= Exercise task A =
Rewrite the stretch of the records from the line containing "sleeve in the photo above." through the line containing "[[264, 413]]", changing "photograph" to "image" and leaving everything else unchanged; give only those lines.

___ Passage to read ___

# Data Cleaning

## Introduction

This notebook goes through a necessary step of any data science project - data cleaning.

Specifically, we'll be walking through:

1. **Getting the data - **in this case, we'll use data from Kaggle
2. **Cleaning the data - **we will walk through popular text pre-processing techniques
3. **Organizing the data - **we will organize the cleaned data into a way that is easy to input into other algorithms

The output of this notebook will be clean, organized data in standard text format: **Corpus** (a collection of text).

## Problem Statement

Our goal is to look at famous Anime Quotes and note their similarities and differences. Specifically, I'd like to know if their popularity beacuse of seeking a fixed truth or because of seeking a personal opinion. Why are ‘Itachi’, ‘Loffi’ and ‘Eren’ among the most lovely characters of all time? Is Levi's attractiveness due to his words or his actions?

## Getting The Data

We will use 'Anime Quotes' dataset downloaded from Kaggle.

In [1]:
# import pandas module under alias pd
import pandas as pd
pd.set_option('max_colwidth',150)

# data import using pandas module : data_df
data_df = pd.read_csv('AnimeQuotes.csv')

# see first 5 observations
data_df.head()

Unnamed: 0,Quote,Character,Anime
0,"People’s lives don’t end when they die, it ends when they lose faith.",Itachi Uchiha,Naruto
1,"If you don’t take risks, you can’t create a future!",Monkey D Luffy,One Piece
2,"If you don’t like your destiny, don’t accept it.",Naruto Uzumaki,Naruto
3,"When you give up, that’s when the game ends.",Mitsuyoshi Anzai,Slam Dunk
4,All we can do is live until the day we die. Control what we can…and fly free.,Deneil Young,Uchuu Kyoudai or Space Brothers


## Cleaning The Data

First, we will merge individual quotes for each character so we can make analysis on each character.

___ Provided records ___

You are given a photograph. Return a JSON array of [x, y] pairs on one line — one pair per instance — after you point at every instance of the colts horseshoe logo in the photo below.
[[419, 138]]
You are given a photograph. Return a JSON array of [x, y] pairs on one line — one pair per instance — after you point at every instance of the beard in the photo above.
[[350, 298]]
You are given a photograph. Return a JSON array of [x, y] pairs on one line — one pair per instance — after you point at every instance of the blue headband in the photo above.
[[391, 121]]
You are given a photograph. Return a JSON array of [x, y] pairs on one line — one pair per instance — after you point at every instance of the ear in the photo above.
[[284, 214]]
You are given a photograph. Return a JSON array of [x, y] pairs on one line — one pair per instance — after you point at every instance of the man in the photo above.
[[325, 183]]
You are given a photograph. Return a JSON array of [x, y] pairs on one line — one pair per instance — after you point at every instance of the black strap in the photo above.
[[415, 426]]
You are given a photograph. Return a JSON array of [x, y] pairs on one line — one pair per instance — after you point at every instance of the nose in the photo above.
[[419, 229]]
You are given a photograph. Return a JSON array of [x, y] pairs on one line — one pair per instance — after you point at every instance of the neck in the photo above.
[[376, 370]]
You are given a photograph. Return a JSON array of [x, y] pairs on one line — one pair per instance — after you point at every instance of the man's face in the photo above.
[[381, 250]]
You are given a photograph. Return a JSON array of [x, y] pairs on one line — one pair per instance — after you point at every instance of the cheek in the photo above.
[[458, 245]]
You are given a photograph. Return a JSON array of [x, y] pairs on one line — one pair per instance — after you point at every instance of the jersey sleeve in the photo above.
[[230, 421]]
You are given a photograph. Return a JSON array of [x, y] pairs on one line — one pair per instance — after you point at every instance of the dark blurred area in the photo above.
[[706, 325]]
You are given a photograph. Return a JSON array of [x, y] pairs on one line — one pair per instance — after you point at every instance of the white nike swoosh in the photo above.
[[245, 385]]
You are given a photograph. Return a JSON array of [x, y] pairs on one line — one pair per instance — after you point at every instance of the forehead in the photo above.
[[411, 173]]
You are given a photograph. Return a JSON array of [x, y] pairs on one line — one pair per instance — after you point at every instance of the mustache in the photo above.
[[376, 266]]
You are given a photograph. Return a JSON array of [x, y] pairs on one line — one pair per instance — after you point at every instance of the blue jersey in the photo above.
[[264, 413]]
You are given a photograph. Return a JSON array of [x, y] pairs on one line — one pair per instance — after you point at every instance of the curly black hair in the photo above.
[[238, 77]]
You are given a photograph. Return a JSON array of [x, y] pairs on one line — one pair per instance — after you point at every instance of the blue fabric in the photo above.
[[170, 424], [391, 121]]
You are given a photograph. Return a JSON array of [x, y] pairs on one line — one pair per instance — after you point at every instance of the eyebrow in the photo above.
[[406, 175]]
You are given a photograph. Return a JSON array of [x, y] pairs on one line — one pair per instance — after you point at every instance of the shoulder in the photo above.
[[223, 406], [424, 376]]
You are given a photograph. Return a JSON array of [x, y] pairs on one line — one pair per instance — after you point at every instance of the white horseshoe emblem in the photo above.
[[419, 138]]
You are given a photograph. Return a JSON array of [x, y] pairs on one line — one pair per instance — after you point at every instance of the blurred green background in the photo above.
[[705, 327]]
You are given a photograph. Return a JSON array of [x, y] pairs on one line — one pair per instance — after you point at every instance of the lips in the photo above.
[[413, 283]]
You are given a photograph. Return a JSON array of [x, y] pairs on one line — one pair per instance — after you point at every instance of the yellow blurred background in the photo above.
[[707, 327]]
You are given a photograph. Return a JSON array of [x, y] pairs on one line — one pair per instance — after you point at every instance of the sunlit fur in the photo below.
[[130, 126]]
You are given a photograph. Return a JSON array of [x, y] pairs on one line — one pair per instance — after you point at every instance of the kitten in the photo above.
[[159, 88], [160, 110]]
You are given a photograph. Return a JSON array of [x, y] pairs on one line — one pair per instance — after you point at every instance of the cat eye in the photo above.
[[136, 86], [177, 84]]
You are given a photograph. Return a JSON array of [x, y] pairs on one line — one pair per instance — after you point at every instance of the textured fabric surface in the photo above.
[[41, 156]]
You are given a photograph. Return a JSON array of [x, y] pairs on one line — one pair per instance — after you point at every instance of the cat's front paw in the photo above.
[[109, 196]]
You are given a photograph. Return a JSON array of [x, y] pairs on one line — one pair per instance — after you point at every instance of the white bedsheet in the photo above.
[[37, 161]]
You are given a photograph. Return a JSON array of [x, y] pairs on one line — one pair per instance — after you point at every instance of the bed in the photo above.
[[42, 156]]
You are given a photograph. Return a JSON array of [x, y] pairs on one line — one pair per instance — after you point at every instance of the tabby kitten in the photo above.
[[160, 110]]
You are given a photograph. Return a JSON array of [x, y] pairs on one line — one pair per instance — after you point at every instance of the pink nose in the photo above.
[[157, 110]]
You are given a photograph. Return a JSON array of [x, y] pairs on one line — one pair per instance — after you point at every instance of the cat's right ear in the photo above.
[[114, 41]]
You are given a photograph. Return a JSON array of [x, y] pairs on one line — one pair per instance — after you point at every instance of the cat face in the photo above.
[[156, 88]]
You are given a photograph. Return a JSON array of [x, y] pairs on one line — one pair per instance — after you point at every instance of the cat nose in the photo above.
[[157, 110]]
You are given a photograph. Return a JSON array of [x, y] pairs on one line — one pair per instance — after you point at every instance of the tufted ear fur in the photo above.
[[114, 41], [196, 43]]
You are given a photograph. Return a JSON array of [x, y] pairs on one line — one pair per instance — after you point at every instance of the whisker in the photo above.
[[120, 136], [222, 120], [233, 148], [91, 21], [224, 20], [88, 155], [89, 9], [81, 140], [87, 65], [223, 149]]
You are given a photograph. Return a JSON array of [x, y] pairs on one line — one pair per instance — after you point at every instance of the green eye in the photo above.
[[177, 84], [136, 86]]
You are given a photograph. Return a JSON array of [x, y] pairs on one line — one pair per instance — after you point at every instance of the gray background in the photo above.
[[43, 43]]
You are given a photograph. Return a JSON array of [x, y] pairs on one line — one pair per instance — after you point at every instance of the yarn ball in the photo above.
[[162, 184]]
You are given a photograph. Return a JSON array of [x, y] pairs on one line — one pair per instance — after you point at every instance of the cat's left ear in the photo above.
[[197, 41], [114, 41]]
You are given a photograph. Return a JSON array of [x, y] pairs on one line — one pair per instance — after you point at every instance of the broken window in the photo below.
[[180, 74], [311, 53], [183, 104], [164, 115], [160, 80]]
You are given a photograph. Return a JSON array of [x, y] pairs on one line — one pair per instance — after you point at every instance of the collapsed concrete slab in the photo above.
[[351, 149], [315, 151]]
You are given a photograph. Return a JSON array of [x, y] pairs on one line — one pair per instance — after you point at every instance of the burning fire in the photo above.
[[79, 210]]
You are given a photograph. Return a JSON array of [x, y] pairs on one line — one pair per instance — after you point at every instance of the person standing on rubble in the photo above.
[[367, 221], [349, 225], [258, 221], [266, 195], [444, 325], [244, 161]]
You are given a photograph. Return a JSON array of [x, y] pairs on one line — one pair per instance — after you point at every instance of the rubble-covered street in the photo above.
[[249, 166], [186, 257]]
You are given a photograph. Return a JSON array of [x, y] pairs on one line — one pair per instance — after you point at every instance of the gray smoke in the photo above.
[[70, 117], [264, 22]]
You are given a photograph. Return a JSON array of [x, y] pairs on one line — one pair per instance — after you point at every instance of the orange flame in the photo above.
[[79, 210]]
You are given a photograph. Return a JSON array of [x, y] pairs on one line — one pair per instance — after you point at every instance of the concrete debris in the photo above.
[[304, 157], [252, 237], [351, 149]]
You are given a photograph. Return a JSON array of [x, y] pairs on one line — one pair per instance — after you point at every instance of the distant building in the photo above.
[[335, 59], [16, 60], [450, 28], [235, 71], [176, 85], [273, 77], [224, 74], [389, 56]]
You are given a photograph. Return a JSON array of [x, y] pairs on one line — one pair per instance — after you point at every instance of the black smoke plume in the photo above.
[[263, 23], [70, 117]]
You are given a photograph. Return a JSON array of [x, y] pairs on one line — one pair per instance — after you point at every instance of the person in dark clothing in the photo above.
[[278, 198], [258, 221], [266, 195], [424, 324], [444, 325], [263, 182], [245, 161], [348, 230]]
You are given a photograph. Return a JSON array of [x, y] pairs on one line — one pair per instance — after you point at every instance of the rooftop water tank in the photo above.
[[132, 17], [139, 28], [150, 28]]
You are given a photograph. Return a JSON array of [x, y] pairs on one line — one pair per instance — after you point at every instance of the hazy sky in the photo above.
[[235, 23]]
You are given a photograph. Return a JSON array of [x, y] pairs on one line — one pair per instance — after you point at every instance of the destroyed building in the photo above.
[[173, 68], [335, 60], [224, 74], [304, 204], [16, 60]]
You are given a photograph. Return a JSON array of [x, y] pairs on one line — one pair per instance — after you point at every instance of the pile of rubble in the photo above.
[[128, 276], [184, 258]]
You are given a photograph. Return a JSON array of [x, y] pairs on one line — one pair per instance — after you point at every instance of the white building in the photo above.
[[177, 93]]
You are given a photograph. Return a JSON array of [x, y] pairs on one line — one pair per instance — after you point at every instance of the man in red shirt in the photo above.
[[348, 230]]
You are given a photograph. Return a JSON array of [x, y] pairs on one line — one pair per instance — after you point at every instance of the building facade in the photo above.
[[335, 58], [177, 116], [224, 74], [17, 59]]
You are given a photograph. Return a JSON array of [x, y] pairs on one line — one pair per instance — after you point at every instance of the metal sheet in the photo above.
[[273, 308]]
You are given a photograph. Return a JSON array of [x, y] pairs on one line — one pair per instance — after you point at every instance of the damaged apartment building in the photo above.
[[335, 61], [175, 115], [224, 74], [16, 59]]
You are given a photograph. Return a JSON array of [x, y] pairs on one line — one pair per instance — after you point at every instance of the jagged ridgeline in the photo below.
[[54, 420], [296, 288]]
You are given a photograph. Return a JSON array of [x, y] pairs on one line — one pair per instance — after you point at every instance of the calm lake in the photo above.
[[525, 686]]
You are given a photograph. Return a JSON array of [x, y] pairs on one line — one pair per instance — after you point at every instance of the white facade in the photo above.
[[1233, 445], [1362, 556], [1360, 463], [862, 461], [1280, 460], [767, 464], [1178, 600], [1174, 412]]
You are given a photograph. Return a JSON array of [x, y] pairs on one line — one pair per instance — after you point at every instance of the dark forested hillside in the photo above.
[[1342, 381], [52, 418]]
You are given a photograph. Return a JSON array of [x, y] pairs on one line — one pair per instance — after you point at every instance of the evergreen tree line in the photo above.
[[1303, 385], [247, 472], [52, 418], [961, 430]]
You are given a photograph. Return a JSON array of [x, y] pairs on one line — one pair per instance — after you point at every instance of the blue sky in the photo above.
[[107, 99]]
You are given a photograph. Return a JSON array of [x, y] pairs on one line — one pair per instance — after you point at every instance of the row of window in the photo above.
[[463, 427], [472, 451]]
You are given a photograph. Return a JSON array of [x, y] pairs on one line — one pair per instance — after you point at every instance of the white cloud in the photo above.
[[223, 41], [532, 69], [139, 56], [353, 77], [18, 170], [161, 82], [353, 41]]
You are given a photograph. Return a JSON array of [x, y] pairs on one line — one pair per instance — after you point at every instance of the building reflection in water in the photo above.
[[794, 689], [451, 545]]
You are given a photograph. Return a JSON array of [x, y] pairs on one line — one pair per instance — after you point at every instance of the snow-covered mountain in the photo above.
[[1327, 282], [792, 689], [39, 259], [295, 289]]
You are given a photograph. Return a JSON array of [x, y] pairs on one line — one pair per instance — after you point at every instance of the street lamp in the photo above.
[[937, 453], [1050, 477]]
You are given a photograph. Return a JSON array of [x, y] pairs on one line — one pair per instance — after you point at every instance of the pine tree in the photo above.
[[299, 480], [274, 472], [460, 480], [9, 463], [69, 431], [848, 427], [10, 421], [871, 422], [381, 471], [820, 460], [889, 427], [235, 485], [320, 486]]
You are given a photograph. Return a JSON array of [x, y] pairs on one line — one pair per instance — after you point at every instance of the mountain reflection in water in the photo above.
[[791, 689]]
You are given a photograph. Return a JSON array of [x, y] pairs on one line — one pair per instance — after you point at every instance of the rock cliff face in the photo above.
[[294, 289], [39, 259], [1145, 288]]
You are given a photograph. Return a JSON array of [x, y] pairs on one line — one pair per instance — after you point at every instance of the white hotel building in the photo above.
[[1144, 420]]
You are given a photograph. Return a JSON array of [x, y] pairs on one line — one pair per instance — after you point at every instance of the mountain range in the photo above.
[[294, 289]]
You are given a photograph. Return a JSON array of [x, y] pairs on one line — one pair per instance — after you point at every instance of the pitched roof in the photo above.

___

= Exercise task B =
Reproduce the entire data cleaning notebook word for word, with no changes.

= Written solution A =
You are given a image. Return a JSON array of [x, y] pairs on one line — one pair per instance — after you point at every instance of the jersey sleeve in the photo above.
[[230, 421]]
You are given a image. Return a JSON array of [x, y] pairs on one line — one pair per instance — after you point at every instance of the dark blurred area in the photo above.
[[706, 325]]
You are given a image. Return a JSON array of [x, y] pairs on one line — one pair per instance — after you point at every instance of the white nike swoosh in the photo above.
[[245, 385]]
You are given a image. Return a JSON array of [x, y] pairs on one line — one pair per instance — after you point at every instance of the forehead in the photo above.
[[411, 173]]
You are given a image. Return a JSON array of [x, y] pairs on one line — one pair per instance — after you point at every instance of the mustache in the photo above.
[[376, 266]]
You are given a image. Return a JSON array of [x, y] pairs on one line — one pair per instance — after you point at every instance of the blue jersey in the photo above.
[[264, 413]]

= Written solution B =
# Data Cleaning

## Introduction

This notebook goes through a necessary step of any data science project - data cleaning.

Specifically, we'll be walking through:

1. **Getting the data - **in this case, we'll use data from Kaggle
2. **Cleaning the data - **we will walk through popular text pre-processing techniques
3. **Organizing the data - **we will organize the cleaned data into a way that is easy to input into other algorithms

The output of this notebook will be clean, organized data in standard text format: **Corpus** (a collection of text).

## Problem Statement

Our goal is to look at famous Anime Quotes and note their similarities and differences. Specifically, I'd like to know if their popularity beacuse of seeking a fixed truth or because of seeking a personal opinion. Why are ‘Itachi’, ‘Loffi’ and ‘Eren’ among the most lovely characters of all time? Is Levi's attractiveness due to his words or his actions?

## Getting The Data

We will use 'Anime Quotes' dataset downloaded from Kaggle.

In [1]:
# import pandas module under alias pd
import pandas as pd
pd.set_option('max_colwidth',150)

# data import using pandas module : data_df
data_df = pd.read_csv('AnimeQuotes.csv')

# see first 5 observations
data_df.head()

Unnamed: 0,Quote,Character,Anime
0,"People’s lives don’t end when they die, it ends when they lose faith.",Itachi Uchiha,Naruto
1,"If you don’t take risks, you can’t create a future!",Monkey D Luffy,One Piece
2,"If you don’t like your destiny, don’t accept it.",Naruto Uzumaki,Naruto
3,"When you give up, that’s when the game ends.",Mitsuyoshi Anzai,Slam Dunk
4,All we can do is live until the day we die. Control what we can…and fly free.,Deneil Young,Uchuu Kyoudai or Space Brothers


## Cleaning The Data

First, we will merge individual quotes for each character so we can make analysis on each character.